The big hunt for bison hides for the industrial market began in the early 1870s among the herds on the Southern Plains. By 1879, those herds had been reduced to a few hundred animals and the hunt moved north. (See Document 1) The Northern Pacific Railroad construction reached Miles City, Montana in 1881. Hide hunters could ship their hides to tanneries in New York and Pennsylvania by rail from Sully Springs or Dickinson, Dakota Territory. (See Image 6) There was little market for the meat which was usually left on the carcasses to rot. (See Document 2)

Document 1. George Newton’s bison hunt

Buffalo hunter taking robes and tongues Smokey Butte MT
Image 7: A good skinner could remove the hides from 30 carcasses in one day. A good hunter might be able to keep two to six hired skinners busy for a hunt of several days. SHSND A3742

 

George W. Newton was born in Philadelphia in 1858. At the age of 14, he left home for adventure. In 1878, he went to Bismarck where he met bison hunters who taught him to hunt and market his hides. He set up his own bison hunting business. Newton, a very good skinner, could skin as many as 30 bison carcasses a day. Newton discussed bison hunting with Usher Burdick (Lieutenant Governor of North Dakota,1911-1912, and U. S. Representative to Congress,1935-1945) who wrote about Newton in a book titled Tales from Buffalo Land: The Story of George “W” Newton. (Baltimore: Wirth Brothers,1939). In this excerpt from the book, the editor has used elipses (. . . ) to show where passages from the book were not included, and added explanatory words in brackets [. . .].

When an actual killing would begin, the hunters would take a position where the wind was blowing directly from the herd to the hunters to avoid any chance of the presence of the hunters being detected by the sense of smell of the buffalo. Being thus properly located the next prerequisite was dexterity of the marksmen in properly shooting the buffalo. For example, if the first shots would wound the animal he would stampede and with him would disappear the entire herd. By dexterious marksmanship, however, the buffalo was either shot through the heart or liver and instead of stampeding would become sick and immediately lie down and by this method the balance of the herd would not be disturbed.

In the very early buffalo days, the firearms used were usually Sharps rifles of .45-70 caliber, but these rifles were slow in effect and it sometimes took several shots to reach the vital spot, and larger guns came into use. With these guns the report would be heard several seconds before the mark was hit. The guns in use were .45-70, .45-90 and .45-105, and the last one used in the buffalo days was a [Sharps that shot a] .50 [caliber] -180 [grain bullet], weighing twenty-one pounds. This last gun was the most effective of any of the guns used.

The hunter, of course, endeavored at the beginning of the shoot to fell the leader of the herd, which was usually a huge buffalo bull. The highest number of buffalo killed by Mr. Newton in any one stand was sixty, although there are many hunters who exceeded this number. As far as we are able to determine, Doc Zahl, a resident of Williston until his death a few years ago, was perhaps the greatest buffalo hunter of the West. Mr. Newton gives Doc Zahl credit for killing 120 in one stand.

● ● ●

— Task 1 —
Reproduce word for word the part of the bison hunting text between "George W. Newton" and "brackets [. . .].", inclusive.
— Task 2 —
Condense the paragraph of the bison hunting text that begins "In the very early buffalo days" into a bulleted list that keeps its main facts.
— Task 3 —
Extend the bison hunting text by writing what comes next after its final sentence.

● ● ●

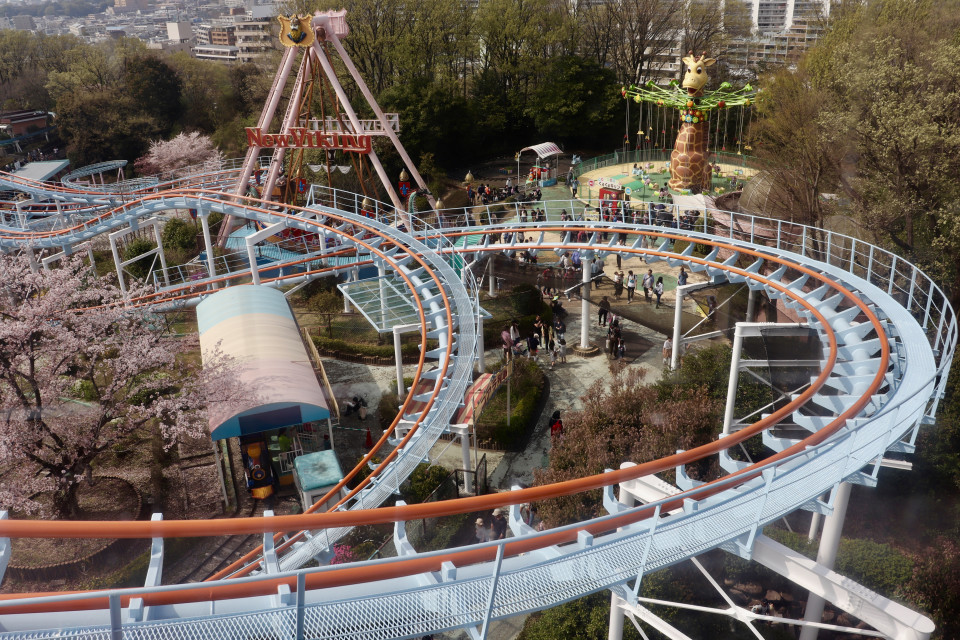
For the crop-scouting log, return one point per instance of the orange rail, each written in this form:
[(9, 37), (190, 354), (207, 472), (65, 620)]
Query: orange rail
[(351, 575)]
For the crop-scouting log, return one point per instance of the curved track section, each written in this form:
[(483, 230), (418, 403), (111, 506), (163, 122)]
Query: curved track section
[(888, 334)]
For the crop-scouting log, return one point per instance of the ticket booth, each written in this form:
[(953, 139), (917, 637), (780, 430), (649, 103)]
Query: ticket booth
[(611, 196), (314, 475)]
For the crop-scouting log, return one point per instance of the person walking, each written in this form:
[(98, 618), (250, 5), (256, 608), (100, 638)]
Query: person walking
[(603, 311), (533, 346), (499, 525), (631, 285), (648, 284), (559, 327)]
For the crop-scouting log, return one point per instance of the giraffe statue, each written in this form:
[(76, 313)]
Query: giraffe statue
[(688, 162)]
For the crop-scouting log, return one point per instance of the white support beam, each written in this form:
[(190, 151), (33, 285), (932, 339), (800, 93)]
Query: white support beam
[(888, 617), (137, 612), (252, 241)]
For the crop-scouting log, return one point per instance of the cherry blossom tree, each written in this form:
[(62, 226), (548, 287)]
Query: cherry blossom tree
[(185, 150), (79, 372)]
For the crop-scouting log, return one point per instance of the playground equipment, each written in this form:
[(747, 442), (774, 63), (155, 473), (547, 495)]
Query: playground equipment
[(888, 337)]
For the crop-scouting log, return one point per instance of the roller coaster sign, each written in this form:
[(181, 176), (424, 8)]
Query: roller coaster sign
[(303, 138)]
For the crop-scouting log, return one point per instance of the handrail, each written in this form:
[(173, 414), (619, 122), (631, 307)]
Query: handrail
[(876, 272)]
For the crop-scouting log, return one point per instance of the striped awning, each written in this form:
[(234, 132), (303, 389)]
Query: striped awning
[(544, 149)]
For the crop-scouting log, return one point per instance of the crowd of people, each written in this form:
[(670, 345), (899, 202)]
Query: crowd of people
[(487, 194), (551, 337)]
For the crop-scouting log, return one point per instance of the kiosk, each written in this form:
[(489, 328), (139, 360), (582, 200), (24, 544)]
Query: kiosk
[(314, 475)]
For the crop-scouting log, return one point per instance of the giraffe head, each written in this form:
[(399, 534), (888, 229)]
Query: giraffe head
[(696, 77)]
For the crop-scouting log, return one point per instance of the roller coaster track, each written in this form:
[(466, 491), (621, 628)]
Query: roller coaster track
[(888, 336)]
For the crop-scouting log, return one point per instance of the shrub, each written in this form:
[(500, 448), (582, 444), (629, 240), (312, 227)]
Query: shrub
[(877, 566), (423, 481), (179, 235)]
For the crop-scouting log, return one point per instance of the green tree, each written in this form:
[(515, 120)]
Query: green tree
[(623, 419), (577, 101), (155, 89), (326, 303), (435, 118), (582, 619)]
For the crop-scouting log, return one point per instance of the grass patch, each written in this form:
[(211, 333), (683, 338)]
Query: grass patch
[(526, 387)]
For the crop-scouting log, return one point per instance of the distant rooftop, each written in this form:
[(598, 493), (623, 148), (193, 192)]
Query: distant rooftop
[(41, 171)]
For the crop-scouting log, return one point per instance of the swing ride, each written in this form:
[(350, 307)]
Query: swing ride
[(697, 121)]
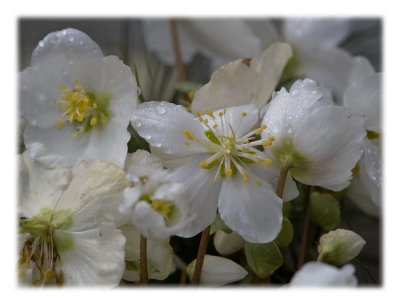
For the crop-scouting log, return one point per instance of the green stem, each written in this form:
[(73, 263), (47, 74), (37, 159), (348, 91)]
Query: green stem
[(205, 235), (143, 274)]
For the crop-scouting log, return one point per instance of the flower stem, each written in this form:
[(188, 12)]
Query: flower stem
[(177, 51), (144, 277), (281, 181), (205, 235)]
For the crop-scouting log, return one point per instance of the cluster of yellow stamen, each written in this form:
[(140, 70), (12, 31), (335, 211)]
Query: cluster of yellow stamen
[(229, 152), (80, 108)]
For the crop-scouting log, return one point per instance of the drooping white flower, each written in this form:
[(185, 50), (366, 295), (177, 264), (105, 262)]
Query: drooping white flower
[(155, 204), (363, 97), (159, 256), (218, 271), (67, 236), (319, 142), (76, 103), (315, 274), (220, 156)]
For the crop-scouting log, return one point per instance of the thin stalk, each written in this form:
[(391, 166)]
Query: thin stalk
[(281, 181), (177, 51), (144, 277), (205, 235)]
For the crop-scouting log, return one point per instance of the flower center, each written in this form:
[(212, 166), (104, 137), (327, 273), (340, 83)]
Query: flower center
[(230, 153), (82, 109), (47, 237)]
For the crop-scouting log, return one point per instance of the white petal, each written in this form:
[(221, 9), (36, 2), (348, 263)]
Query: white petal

● ● ●

— Right answer 1 —
George W. Newton was born in Philadelphia in 1858. At the age of 14, he left home for adventure. In 1878, he went to Bismarck where he met bison hunters who taught him to hunt and market his hides. He set up his own bison hunting business. Newton, a very good skinner, could skin as many as 30 bison carcasses a day. Newton discussed bison hunting with Usher Burdick (Lieutenant Governor of North Dakota,1911-1912, and U. S. Representative to Congress,1935-1945) who wrote about Newton in a book titled Tales from Buffalo Land: The Story of George “W” Newton. (Baltimore: Wirth Brothers,1939). In this excerpt from the book, the editor has used elipses (. . . ) to show where passages from the book were not included, and added explanatory words in brackets [. . .].

— Right answer 2 —
- The earliest hunters mostly used Sharps rifles of .45-70 caliber.
- Those rifles were slow in effect and sometimes took several shots to reach the vital spot, so larger guns came into use.
- With these larger guns, the report was heard several seconds before the bullet hit the mark.
- The guns in use were the .45-70, .45-90 and .45-105.
- The last gun of the buffalo days was a Sharps that shot a .50 caliber, 180-grain bullet and weighed twenty-one pounds.
- It was the most effective of all the guns used.

— Right answer 3 —
The purpose of this hunt was to secure buffalo hides. A prime robe was worth $4.00 and . . . regular bull hides were worth only $2.75 and calf hides, $1.75. A prime robe was usually of finer texture and came from buffalo cows, or from a “spike.” A “spike” was a young buffalo bull under the age of three years. As soon as the young bull took on age the hide would thicken and toughen and its only use was for tanning purposes.

After the killing had been completed the skinners would come on the field and procure the hides and spread them up on the prairie where they would dry in the sun. [See Image 7] When dry they were stacked up a good deal like shingles and kept until the buyers came through on their annual purchase trip.

In the winter of 1880-1881 George Newton went to work for himself in the buffalo business and had as his partner John Herbert. . . . In the winter of 1880–81 this new firm killed thirteen hundred buffalo. In the winter of 1881–1882 they killed nine hundred, and in the winter of 1882–1883, they killed thirty seven. . . .

. . . in the spring of 1883 no spring hunting was done of any consequence, but the buffalo were seen to drift gradually northward in the direction of Canada and the supply dealers and the hunters had every reason to believe that in the fall business would begin, but a very strange situation developed. No herds of buffalo ever came back from Canada in the fall of 1883. The buffalo had disappeared like magic. . . .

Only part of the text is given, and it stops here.